WHAT THIS TASK INVOLVES ▸ Count the lines of the material below that contain the string "collar", treating uppercase and lowercase as different, and reply with only the number.

╭─ ENTRIES SUPPLIED

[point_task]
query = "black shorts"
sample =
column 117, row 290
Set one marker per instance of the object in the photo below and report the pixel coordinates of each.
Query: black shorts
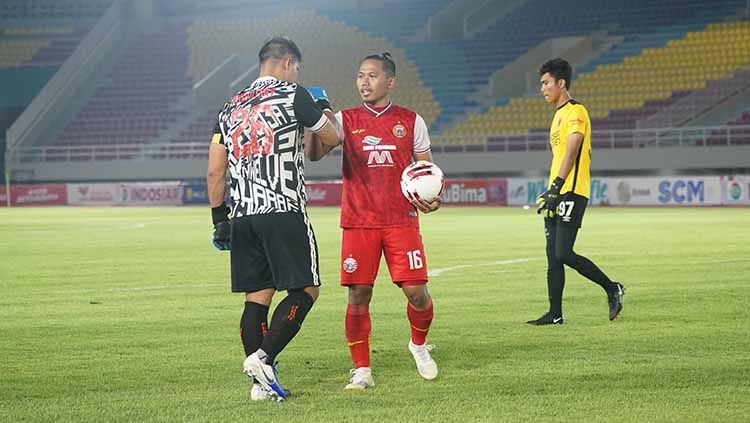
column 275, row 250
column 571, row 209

╰─
╭─ ENTRIES SUPPLIED

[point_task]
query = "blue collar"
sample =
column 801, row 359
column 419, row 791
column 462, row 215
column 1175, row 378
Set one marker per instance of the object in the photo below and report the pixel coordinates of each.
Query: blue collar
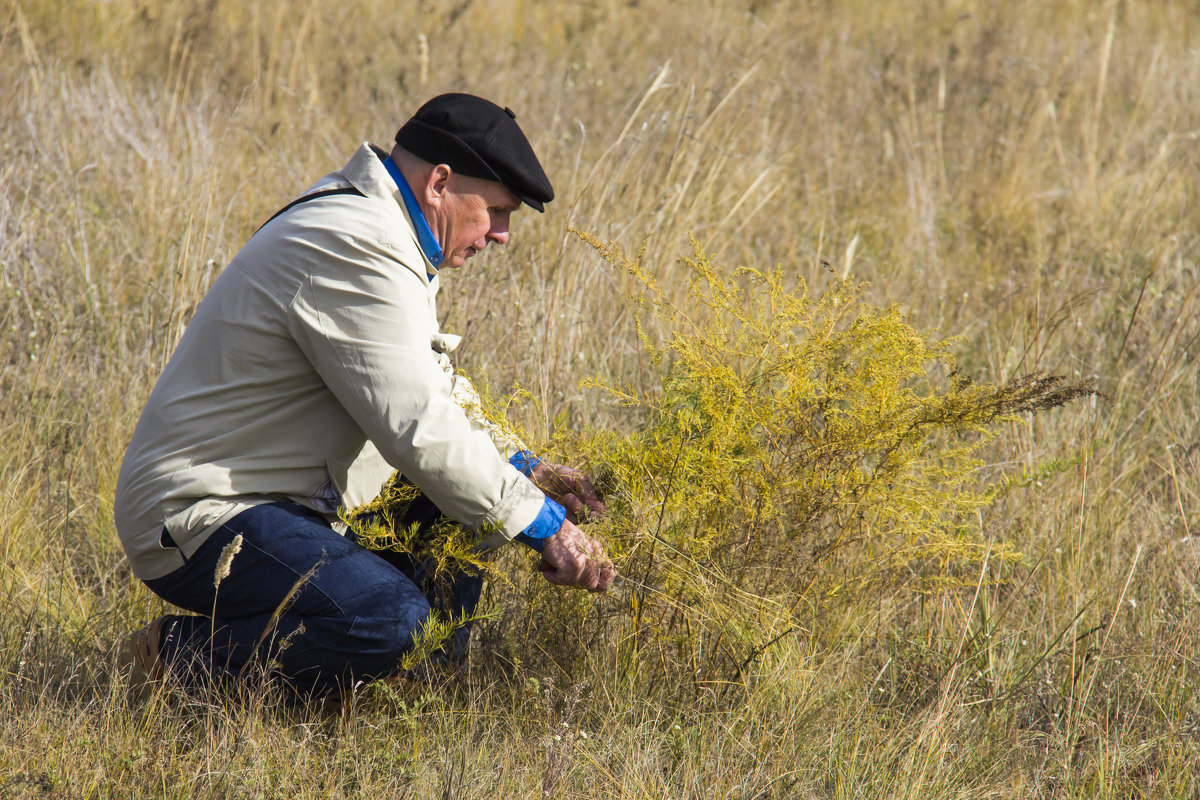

╰─

THE REPLY ▸ 2